EXCERPTED PASSAGE:
Reel To Reel:How It Rates: ****
Starring: Johnny Depp, Kate Winslet
Red Flags: None, really, unless you count "graphic depiction of coughing."
Preconceived Notions: Strong buzz on this film. May be an Oscar contender.
The Bottom Line: Depp does it again in a highly-memorable two-hankie weeper.
In college, I had a drama professor who said Shakespeare was beamed to Earth by aliens in 1566 and told to become the greatest playright in the world. My professor was joking, of course, but he couldn't help concocting that theory given a popular entertainment of the time was bear baiting. How could somebody so eloquent and poetic emerge from such an environment?
I wondered the same thing about writer J.M. Barrie (Depp), author of Peter Pan, in early 1900's London -- a stiff, stuffy society consumed with class and manners. Barrie's imagination is running wild in a time where everybody is supposed to behave themselves. "Where are your manners?" we hear on more than one occasion.
As the film opens, Barrie's new play is opening to yawns. I couldn't really tell if it was supposed to be a comedy or a drama, but one thing's for sure -- it's boring. His producer, Charles Frohman (Dustin Hoffman), is eating the costs of failure and sucking it up in the British tradition of quiet desperation. But Barrie still needs to make a comeback.
He finds his inspiration in the rambunctious children of widow Sylvia Llewelyn Davies (Winslet), whom he meets in the park while writing. Their imaginations jumpstart his, and he soon becomes a surrogate father to them, engaging in playtime fantasies like an overgrown child, many of which are dramatized with the help of CGI. This comes at the expense of his marriage, and with the smell of infidelity, and worse, raising eyebrows among proper English society.
Barrie's adventures with the young ones form the basis of Peter Pan. The title character's name, ironically, is drawn from the most unchildlike of the Davies children, a boy (Freddie Highmore) still scarred by the death of his father and unable to let his imagination flow like the others. For him, imagination is falsehood, and falsehoods told to him about his father's condition before his death have embittered him. He would rather be an adult, as Barrie aludes to at one point in the picture. But as Barrie learns to set himself free through his words, he inspires young Peter to do the same, and soon the boy is putting his thoughts into words.
Back on the stage, Barrie's new play is coming together, and the bewildered actors are not sure what to think -- pirates, fairies, a boy who never grows up and a man in a dog suit. Remember, this is an age where children's theatre as we know it is not in the dramatic dictionary yet. Our nervous producer is bracing for yet another flop. But Barrie gets an idea -- and he takes a step with the audience which underlines the divide between children and adults of the age.
Finding Neverland is not wringed for tears, but it is honest about loss, love, and pain. It speaks to children and inner children alike, and it reinforces our need for escape, for fun, for play. It is about daring to dream. But it shows, more than anything, how much we really don't want to grow up, even though biology and sociology says we must -- just like Peter Pan.

THE DATA:
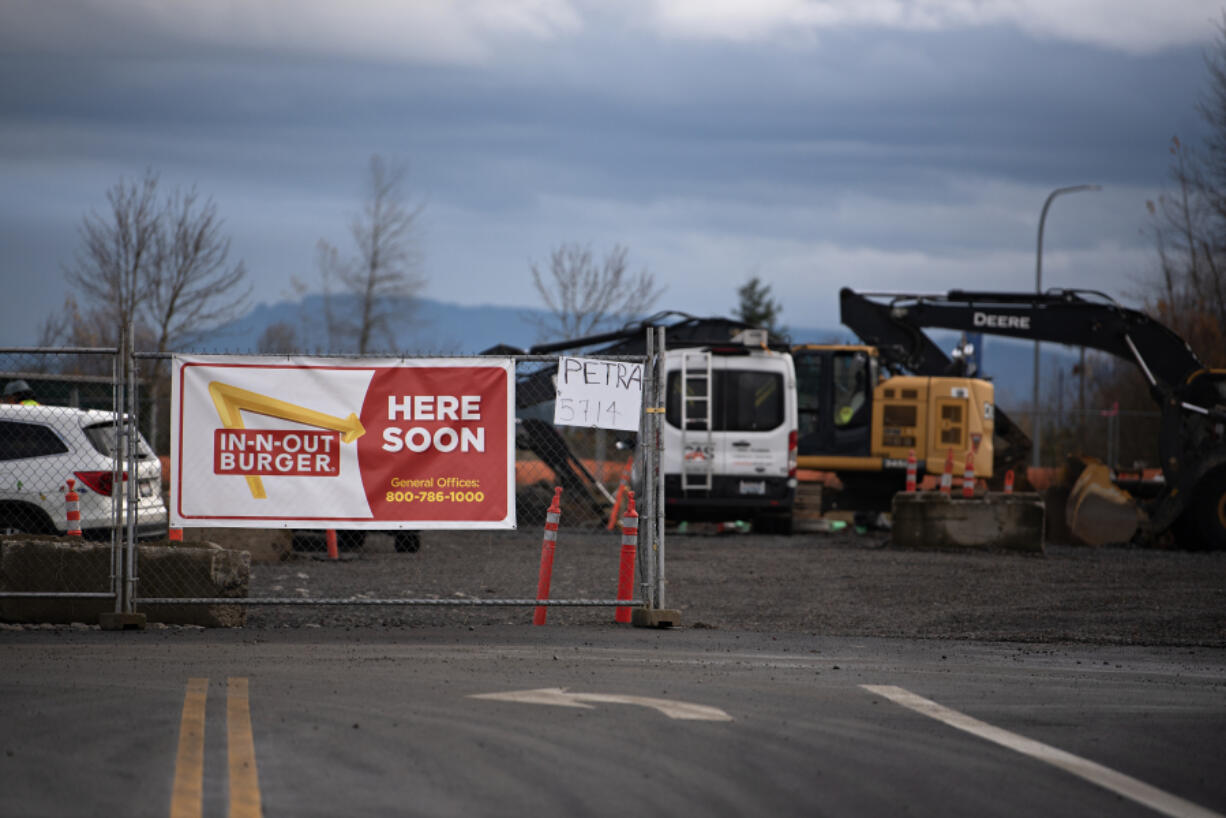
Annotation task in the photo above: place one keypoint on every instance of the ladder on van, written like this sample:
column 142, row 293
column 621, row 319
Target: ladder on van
column 698, row 466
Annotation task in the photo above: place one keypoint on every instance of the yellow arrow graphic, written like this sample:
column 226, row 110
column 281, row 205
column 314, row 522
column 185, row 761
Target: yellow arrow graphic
column 232, row 401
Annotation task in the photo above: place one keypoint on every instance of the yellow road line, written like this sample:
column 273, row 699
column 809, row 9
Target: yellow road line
column 186, row 797
column 244, row 780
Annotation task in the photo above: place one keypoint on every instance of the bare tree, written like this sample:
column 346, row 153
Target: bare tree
column 194, row 286
column 118, row 253
column 585, row 297
column 381, row 279
column 158, row 267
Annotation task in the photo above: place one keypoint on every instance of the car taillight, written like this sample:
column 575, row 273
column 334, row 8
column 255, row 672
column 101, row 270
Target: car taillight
column 99, row 482
column 793, row 439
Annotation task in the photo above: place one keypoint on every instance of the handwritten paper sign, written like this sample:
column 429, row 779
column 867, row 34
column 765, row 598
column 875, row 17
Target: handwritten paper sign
column 598, row 394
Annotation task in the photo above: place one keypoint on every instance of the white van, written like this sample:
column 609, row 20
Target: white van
column 730, row 433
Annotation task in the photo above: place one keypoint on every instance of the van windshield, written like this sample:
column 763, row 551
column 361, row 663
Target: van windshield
column 743, row 400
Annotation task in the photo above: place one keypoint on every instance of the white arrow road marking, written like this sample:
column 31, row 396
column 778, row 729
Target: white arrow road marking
column 1104, row 776
column 562, row 698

DIRECTIONS FOR THIS TASK:
In the film review, which actor plays Barrie's producer, Charles Frohman?

WRITTEN REPLY:
Dustin Hoffman